Text block:
To paraphrase the old saw about the weather, everybody talks about the National Aboriginal and Torres Strait Islander Art Awards, but nobody does anything about it. OK, that’s harsh. MAGNT has been under disturbing pressure for years now (and not just in relation to the NATSIAA). The Art Awards themselves have changed, for reasons that remain unclear, with fewer works selected for judging and display of late. Competition, first from the Xstrata Prize and lately and more significantly from the richer Western Australia Indigenous Art Award has intruded on the space once solely occupied by the NATSIAA.
The latter, which at its last showing two years ago in 2011 on the same weekend that the NATSIAA opened, drew many visitors and a few representatives from art centres away from Darwin, seemed at the time to pose an existential threat to the venerable institution. And for years now, complaints that the NATSIAA has drifted away from its roots as a celebration of and for the artists and morphed into a mega-commercial celebration of the industry, a whitefella event rather than a blackfella party, have circulated in the media almost non-stop. Indeed, that charge is what led to the instigation of the other competing Aboriginal art event in Darwin’s August calendar, the Darwin Aboriginal Art Fair, where the focus shifted back to the art centres, even as the commercial side of things flourished. And the success of the DAAF spawned the Cairns Indigenous Art Fair, drawing away a significant participation by Queensland artists and art centres.

Written exercise 1: Copy the records word for word, from their beginning through the line containing "[374,154,474,253]", with both ends included. Omit the pictures.

Supplied data:
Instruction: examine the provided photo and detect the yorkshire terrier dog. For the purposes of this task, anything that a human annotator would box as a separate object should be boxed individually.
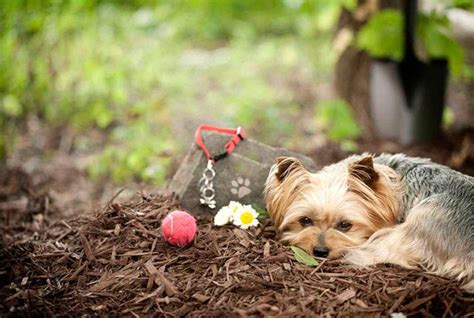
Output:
[265,154,474,292]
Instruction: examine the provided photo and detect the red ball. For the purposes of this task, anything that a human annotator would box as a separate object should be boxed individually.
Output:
[161,210,197,247]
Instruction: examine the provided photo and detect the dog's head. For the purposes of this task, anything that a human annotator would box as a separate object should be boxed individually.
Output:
[265,156,400,258]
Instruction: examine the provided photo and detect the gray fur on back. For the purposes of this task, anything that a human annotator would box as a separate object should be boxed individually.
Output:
[374,154,474,253]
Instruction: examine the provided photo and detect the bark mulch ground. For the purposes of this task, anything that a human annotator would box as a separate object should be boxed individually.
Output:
[0,185,474,317]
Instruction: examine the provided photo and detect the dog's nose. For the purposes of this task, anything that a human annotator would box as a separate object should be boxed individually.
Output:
[313,246,329,257]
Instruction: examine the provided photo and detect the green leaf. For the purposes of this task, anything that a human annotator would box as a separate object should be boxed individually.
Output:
[316,99,360,142]
[0,95,22,117]
[356,9,404,61]
[291,246,319,266]
[416,13,464,75]
[252,204,269,219]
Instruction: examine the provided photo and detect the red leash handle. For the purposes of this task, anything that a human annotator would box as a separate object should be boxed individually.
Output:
[194,124,247,164]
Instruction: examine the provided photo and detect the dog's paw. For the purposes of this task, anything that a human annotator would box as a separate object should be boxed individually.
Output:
[230,177,252,199]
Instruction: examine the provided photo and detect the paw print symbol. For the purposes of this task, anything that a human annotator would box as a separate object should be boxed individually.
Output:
[230,177,252,199]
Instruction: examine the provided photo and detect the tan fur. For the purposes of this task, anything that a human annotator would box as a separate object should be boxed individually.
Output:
[265,154,400,257]
[265,156,474,291]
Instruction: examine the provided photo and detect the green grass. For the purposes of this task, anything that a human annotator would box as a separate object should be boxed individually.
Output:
[0,0,344,185]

Written exercise 2: According to the text on the Aboriginal art awards, which event was started because of the charge that the NATSIAA had become a whitefella event rather than a blackfella party?

Solution 1:
Instruction: examine the provided photo and detect the yorkshire terrier dog. For the purposes of this task, anything that a human annotator would box as a separate object should be boxed individually.
Output:
[265,154,474,292]
Instruction: examine the provided photo and detect the red ball. For the purposes of this task, anything that a human annotator would box as a separate object should be boxed individually.
Output:
[161,210,197,247]
Instruction: examine the provided photo and detect the dog's head. For the purposes of this task, anything that a human annotator would box as a separate object should be boxed individually.
Output:
[265,156,400,258]
Instruction: examine the provided photo and detect the gray fur on back. For the purposes of this task, anything that a human annotator would box as a separate object should be boxed individually.
Output:
[374,154,474,253]

Solution 2: The Darwin Aboriginal Art Fair.